The following function retrieves all followers for a give space. 


In [3]:
# definition of get_votes function 

def get_followers(init_skip, follower_query_limit):
    """
    this function loops through range of following relationship and return the data
    :param: init_skip: integer - the start value of the range
    :param: follower_query_limit: integer - the end of the range to be queried
    returns: list of dicts containing information about the follower relationship
    """

    # import libraries
    import requests
    import json
    import time

    # init list to store all dicts
    follow_dict_list = []

    # loop through range of following relationships
    while init_skip <= follower_query_limit:
        
        # define query string
        query = """ {
                    follows(
                        first: 1000,
                        skip: %s
                    ) {
                        follower
                        space {
                        id
                        }
                        created
                    }
                    } """ % (str(init_skip))

        # API request routine
        url = 'https://hub.snapshot.org/graphql'
        r = requests.post(url, json={'query': query})
        if r.status_code == 200: 
            r_dict = json.loads(r.text)
            r_dict

            # loop through results and store the data in a dict
            for follow in r_dict["data"]["follows"]:
                follow_dict = {}
                follow_dict["follow_id"] = follow["follower"]+"&&"+follow["space"]["id"]
                follow_dict["follower_id"] = follow["follower"]
                follow_dict["space_id"] = follow["space"]["id"]
                follow_dict["created"] = follow["created"]
                
                # append follow list with follow dict
                follow_dict_list.append(follow_dict)

        else: 
            print("Error message: " + str(r.status_code))
            if r.status_code == 429:
                print("Waiting 5s before retry")
                time.sleep(5)
                get_followers(init_skip, follower_query_limit)
            else:
                print("No retry possible")


        # increment skip value
        init_skip += 1000

    # return final list of follow dicts
    return follow_dict_list



In [4]:
# creat multithread function for followers API call

def multithread_get_followers(number_of_follows_to_query, workers):
    """
    this function splits up the task to retrieve all following relationships among a number of workers
    :param number_of_follows_to_query: integer indicating the number of following relationships to be queried
    :param workers: integer that indicates the number of works that split up the task
    :return: list of dicts of all following relationships
    """
    
    import requests
    import numpy as np
    from concurrent.futures import ThreadPoolExecutor, as_completed


    # split the query space into multithread tasks
    task_size = number_of_follows_to_query/workers

    skip_start = np.arange(0, number_of_follows_to_query, task_size).tolist()
    skip_end = np.arange(task_size, number_of_follows_to_query+task_size, task_size).tolist()

    skip_list = list(zip(skip_start, skip_end))

> GOAL
Answer these questions about the follower-retrieval code:
1. To which URL does get_followers send its POST request?
2. How long does get_followers wait after a 429 status code before retrying?
3. In multithread_get_followers, how is task_size calculated?
The material after this point comes from a separate source and has no connection to the code above.

> PROVIDED INFORMATION
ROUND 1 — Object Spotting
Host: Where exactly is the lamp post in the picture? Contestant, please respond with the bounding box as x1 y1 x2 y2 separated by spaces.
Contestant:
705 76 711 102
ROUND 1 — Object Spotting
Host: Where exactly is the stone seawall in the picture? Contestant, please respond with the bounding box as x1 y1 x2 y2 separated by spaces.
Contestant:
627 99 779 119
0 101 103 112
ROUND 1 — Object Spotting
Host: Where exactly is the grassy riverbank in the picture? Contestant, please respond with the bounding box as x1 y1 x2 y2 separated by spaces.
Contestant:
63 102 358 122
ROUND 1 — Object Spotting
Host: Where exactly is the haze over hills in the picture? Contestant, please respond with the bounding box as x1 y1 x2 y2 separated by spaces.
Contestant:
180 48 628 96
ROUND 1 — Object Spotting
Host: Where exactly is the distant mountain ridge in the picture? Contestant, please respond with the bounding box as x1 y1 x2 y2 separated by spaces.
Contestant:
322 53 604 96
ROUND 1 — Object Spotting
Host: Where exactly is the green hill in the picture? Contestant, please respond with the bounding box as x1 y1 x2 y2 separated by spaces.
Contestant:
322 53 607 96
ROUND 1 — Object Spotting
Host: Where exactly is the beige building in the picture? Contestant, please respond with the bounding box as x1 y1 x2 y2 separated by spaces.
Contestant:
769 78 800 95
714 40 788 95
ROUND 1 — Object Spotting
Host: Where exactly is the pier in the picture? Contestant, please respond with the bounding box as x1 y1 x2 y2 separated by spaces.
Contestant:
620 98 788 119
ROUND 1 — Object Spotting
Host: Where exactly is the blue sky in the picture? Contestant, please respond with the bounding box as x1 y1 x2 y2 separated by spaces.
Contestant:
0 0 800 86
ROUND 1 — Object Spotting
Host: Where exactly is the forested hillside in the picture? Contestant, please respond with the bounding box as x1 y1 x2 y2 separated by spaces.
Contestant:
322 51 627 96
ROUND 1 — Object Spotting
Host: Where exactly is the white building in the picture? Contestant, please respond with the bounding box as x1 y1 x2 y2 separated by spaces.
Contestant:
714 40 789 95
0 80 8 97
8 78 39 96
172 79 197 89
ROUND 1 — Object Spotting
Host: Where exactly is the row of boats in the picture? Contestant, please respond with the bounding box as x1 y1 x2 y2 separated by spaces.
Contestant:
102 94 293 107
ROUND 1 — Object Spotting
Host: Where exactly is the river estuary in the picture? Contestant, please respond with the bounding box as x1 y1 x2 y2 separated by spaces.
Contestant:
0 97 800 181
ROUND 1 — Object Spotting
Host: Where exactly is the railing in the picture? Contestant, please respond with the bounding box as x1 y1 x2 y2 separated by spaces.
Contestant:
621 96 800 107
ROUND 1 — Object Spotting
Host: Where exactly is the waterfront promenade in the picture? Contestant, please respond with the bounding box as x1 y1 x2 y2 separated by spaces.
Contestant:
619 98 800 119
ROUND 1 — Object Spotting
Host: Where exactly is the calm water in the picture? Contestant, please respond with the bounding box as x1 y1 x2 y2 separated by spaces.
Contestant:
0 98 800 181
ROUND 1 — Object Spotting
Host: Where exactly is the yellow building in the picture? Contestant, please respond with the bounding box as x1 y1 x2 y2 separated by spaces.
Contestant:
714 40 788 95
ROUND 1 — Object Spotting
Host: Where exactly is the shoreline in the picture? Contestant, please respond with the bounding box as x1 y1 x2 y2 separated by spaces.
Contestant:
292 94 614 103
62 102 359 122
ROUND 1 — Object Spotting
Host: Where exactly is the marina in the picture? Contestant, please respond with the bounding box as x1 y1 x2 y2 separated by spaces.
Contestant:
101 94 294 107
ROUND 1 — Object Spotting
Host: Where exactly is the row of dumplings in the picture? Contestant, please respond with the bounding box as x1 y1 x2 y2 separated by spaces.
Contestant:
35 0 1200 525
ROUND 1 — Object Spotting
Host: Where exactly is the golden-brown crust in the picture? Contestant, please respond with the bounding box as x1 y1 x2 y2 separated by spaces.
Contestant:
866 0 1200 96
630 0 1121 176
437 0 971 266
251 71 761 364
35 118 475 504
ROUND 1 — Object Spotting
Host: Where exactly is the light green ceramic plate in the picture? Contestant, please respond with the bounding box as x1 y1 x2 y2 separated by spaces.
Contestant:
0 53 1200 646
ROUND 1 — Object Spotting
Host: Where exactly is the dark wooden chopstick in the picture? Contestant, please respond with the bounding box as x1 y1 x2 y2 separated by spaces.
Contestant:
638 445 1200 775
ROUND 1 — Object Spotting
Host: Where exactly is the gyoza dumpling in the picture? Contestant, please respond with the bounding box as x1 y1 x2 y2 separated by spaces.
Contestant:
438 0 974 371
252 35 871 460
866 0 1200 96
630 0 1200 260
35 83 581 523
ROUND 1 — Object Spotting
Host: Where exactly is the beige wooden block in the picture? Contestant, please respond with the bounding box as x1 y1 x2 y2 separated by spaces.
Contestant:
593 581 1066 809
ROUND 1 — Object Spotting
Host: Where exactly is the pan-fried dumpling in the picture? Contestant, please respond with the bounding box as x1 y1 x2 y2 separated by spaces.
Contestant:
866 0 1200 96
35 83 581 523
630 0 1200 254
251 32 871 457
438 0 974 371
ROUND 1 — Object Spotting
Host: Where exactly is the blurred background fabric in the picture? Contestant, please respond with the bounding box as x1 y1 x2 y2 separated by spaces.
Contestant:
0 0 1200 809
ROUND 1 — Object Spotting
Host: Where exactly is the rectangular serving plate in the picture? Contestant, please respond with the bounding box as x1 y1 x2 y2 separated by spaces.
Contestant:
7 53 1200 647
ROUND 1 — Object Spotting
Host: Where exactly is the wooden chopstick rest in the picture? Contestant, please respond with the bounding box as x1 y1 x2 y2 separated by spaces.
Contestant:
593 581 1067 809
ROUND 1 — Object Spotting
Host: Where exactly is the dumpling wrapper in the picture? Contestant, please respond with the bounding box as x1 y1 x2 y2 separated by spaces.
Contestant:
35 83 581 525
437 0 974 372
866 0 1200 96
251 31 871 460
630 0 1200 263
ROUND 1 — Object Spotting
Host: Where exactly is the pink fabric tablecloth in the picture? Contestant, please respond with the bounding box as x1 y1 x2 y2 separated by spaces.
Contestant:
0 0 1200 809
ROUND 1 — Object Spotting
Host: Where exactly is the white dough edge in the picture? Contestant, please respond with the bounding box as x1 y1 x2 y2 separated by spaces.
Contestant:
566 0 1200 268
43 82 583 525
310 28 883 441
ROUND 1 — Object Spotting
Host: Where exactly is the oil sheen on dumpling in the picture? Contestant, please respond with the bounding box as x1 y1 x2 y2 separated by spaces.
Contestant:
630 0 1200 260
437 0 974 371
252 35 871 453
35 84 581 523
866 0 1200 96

> ANSWER TO THIS EXERCISE
1. https://hub.snapshot.org/graphql
2. 5 seconds
3. number_of_follows_to_query divided by workers